[begin Page]

Lawson Peak Trail: Hiking, Scrambling and Climbing to the Summit

Lawson Peak is the type of hike you do for the challenge, not simply to get out in nature. The scramble to the summit may test your nerve if you are not a practiced rock climber. Although it can be challenging in some areas, determined peak baggers will reach the top.

RELATED: Lawson Peak Trail in Cleveland National Forest

Lawson Peak Trailhead & Parking

The gated trailhead for Lawson Peak trail is located near the base of the valley at mile marker 13 on Lyon’s Valley Road. Other than the gate and mile marker, the trailhead is plain and unmarked, providing no indication of your location. As always, when parking in Cleveland National Forest, you’ll need to have an Adventure Pass.

The trailhead doesn’t offer a view of either Lawson Peak or Gaskill Peak (Lawson’s sister peak) and offers no hint of the challenging adventure ahead.

A truck parked alongside the road at mile 13 near Lawson Peak Trail trailhead.

Hiking Lawson Peak Trail

After parking, pass the gate and start the 2-mile uphill hike. Lawson Peak trail, which is mainly a weather-beaten fire road, presents an obstacle course of rocks, ruts, and loose dirt. You will need to pay close attention most of the way to the top as the trail winds its way across the hillside.

Within just a minute or two of starting the trail, Gaskill Peak comes into view to the northwest. At around the one-mile mark, you get your first glimpse of Lawson Peak. The boulders that make up the peak are unmistakable and stand out from the green backdrop of California chaparral that surrounds you.

A first glimpse of Lawson Peak appears over the hills from the trail.

Take an Optional Detour for 360-degree Views

Near the top of the hill, there is a scenic lookout offering 360-degree views. To find it, just look for a wash on the left side of the trail as you’re nearing the top of the hill. Follow the wash up and to the southwest for a couple of hundred yards. It will take you to a small peak where you can get your first 360-degree view of the surrounding mountains.

The wash near Lawson Peak offers a unique view and a place to rest.

Pancake Rock & On Towards Lawson Peak

Pancake Rock, a large granite boulder that is as flat as a pancake, is located on the north side of the trail. It’s an easy climb to the top, where you will get an up-close view of Lawson Peak to the west, Gaskill Peak to the northwest, and the valley and mountains behind you to the east.

The trail to Lawson Peak continues over the top of the hill and skirts its way along the western edge of Pancake Rock. If you’ve detoured to Pancake Rock, you can access the trail again without backtracking by making your way to the southwest edge of the rock. There you’ll find a slope gentle enough to walk down carefully, where you will meet up again with the trail below.

Follow the trail north along the edge of Pancake Rock to reach the Wisecarver Road crossing at the base of Lawson Peak. At this point, you have the option of hiking north another 1.5 miles to Gaskill Peak or continuing to Lawson Peak.

The view of Gaskill Peak from Pancake Rock on Lawson Peak Trail.

The Final Approach

Head west toward Lawson Peak until you find a small trail at the base of the peak leading towards the mountain. Step into the brush and continue following the trail up the peak’s hillside. The trail gradually gets steeper, and soon you’re spending less time hiking and more time climbing up, around, and over boulders.

[end Page]
[begin Records shown]

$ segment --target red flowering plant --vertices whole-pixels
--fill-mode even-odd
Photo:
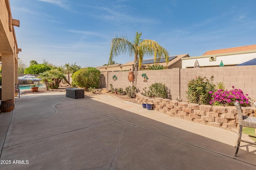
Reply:
[[[242,106],[247,106],[250,105],[249,99],[246,97],[248,94],[245,95],[241,89],[235,88],[232,86],[233,89],[229,90],[224,90],[219,89],[216,92],[209,92],[212,95],[212,99],[210,104],[212,105],[216,106],[234,106],[236,102],[239,102]]]

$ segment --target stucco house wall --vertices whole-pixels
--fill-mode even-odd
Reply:
[[[210,57],[213,57],[211,60]],[[196,60],[200,67],[218,66],[221,61],[226,66],[233,66],[256,58],[256,50],[202,55],[181,59],[182,68],[193,67]]]

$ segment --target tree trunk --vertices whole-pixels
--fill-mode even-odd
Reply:
[[[49,90],[49,82],[48,82],[48,80],[44,80],[44,84],[45,84],[45,88],[46,90],[46,91]]]

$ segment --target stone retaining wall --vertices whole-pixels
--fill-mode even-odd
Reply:
[[[153,103],[155,110],[185,120],[228,130],[238,127],[238,115],[234,106],[199,105],[160,98],[151,98],[140,93],[136,94],[136,100],[140,104]],[[241,107],[243,115],[255,116],[254,107]]]

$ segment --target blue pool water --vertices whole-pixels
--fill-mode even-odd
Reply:
[[[44,87],[44,86],[38,86],[38,87]],[[20,86],[20,90],[30,89],[31,86]]]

[end Records shown]

The request » From the Lawson Peak trail guide above, return everything from "After parking, pass" down to "that surrounds you.", copied word for word.

Problem solution »
After parking, pass the gate and start the 2-mile uphill hike. Lawson Peak trail, which is mainly a weather-beaten fire road, presents an obstacle course of rocks, ruts, and loose dirt. You will need to pay close attention most of the way to the top as the trail winds its way across the hillside.

Within just a minute or two of starting the trail, Gaskill Peak comes into view to the northwest. At around the one-mile mark, you get your first glimpse of Lawson Peak. The boulders that make up the peak are unmistakable and stand out from the green backdrop of California chaparral that surrounds you.